Directive 1 -> In the pomelo zest article, what is the citron used exclusively for?
Directive 2 -> Rewrite the pomelo zest article's passage from "Pomelo Zest —" to "for a recipe?", substituting "grating" for "zesting".
Directive 3 -> Continue the article on pomelo zest from the point where it stops.

Text shown ->
━━━━━━━━━━━━━━━━━━━━━━━━━━━━━━

Pomelo Zest — Beyond Lemon and Orange

by Elizabeth Skipper | August 6th, 2014 | Ask the Chef

grapefruit-395345_640I have used lemons, oranges, and limes for zesting in an assortment of recipes. This has me wondering, can all citrus fruits be zested? In particular I was wondering if I could use pomelo zest? If so, do you have any suggestions for a recipe?

Here in NH, I seldom see pomelos available for sale, certainly not in the local supermarkets. Perhaps next time I’m in an Asian market I’ll try to find one. You’ve aroused my curiosity. I seem to remember trying it once, wondering if it was like an ugli fruit. I also remember not being impressed – the pith is thick, and the edible portion was dry. Most likely it wasn’t a fresh, and therefore not a representative, specimen. I’ve had the same reaction to ugli fruit.

At any rate, seeing as how lemons, lime, oranges, and grapefruits can all be zested, and that marmalade is made from all of these fruits, it seemed reasonable to assume that other kinds of citrus fruits can be used similarly. Pomelos weren’t mentioned in the Time Life Good Cook series Fruit book, so I went to Jane Grigson’s Fruit Book. Lo and behold, she has an entire chapter devoted to grapefruit, pomelo, ugli, and citron. The citron, interestingly, is used exclusively for its rind. If you make fruitcake, you’re no doubt familiar with it. The others are multi-purpose. She writes, “All these fruit can be used in making marmalade with other citrus or sharp fruit … All the skins can be candied.”

━━━━━━━━━━━━━━━━━━━━━━━━━━━━━━

Data lines ->
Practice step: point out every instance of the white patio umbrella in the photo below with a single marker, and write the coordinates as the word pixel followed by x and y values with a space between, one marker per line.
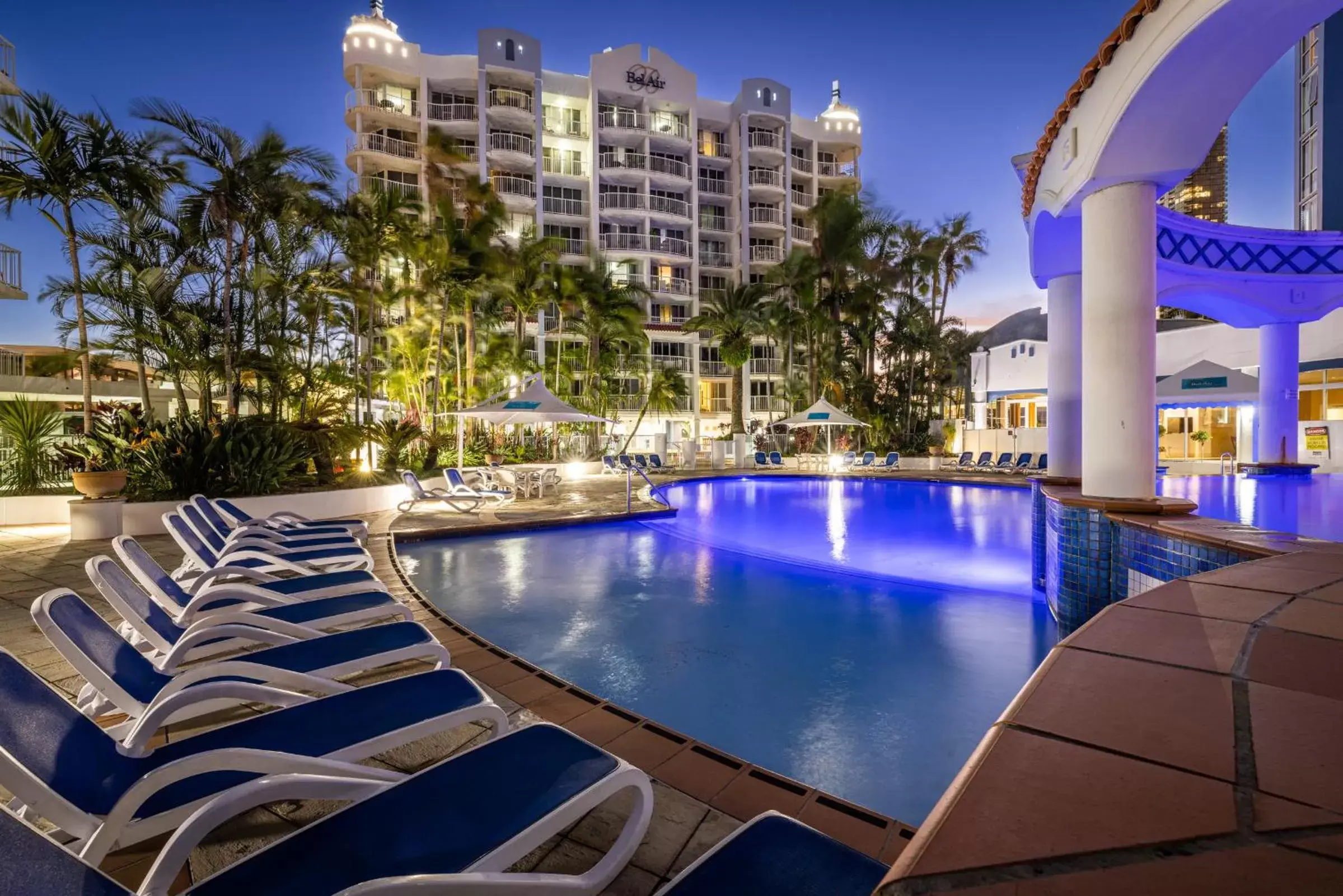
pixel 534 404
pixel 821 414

━━━━━━━━━━━━━━━━━━━━━━━━━━━━━━

Task response 1 -> The citron is used exclusively for its rind.

Task response 2 ->
Pomelo Zest — Beyond Lemon and Orange

by Elizabeth Skipper | August 6th, 2014 | Ask the Chef

grapefruit-395345_640I have used lemons, oranges, and limes for grating in an assortment of recipes. This has me wondering, can all citrus fruits be zested? In particular I was wondering if I could use pomelo zest? If so, do you have any suggestions for a recipe?

Task response 3 ->
She goes on to say that in the course of writing this book, she had bought a lot of these expensive fruits and it seemed a shame to waste any part of them (she was a cook after my own heart.) So she tried candying their peel, and liked the results. Here’s how Jane Grigson prepared candied grapefruit, but you can use these directions with any citrus peel:

“Take the peel of two fine grapefruit, removing it in neat sections shaped like a large curving bay leaf. Boil it in plenty of water until it is tender. Drain and boil it again in fresh water for twenty minutes. Do not be tempted to omit the second boiling – it really is necessary. Bring 300 grams (10 oz/1 ¼ cups) sugar to the boil with 150 ml (1/4 pint/⅔ cup) water, stirring at first so that the sugar is quite dissolved by the time the syrup boils. Put in the peel and simmer until the syrup has more or less disappeared; spread out on trays lined with greaseproof or Bakewell paper* and leave to dry – this can take up to three days – on the rack of a solid fuel cooker or in a warm airing cupboard are both good places. Turn the pieces from time to time. Put into a paper bag with caster sugar** and shake to coat the peel. Store in an airtight jar.

Once the peel has had its two boilings, or when it has cooled after candying, you can cut it with scissors into smaller pieces.” She reports that some found its way into pound cake, but that most of it was eaten out of hand.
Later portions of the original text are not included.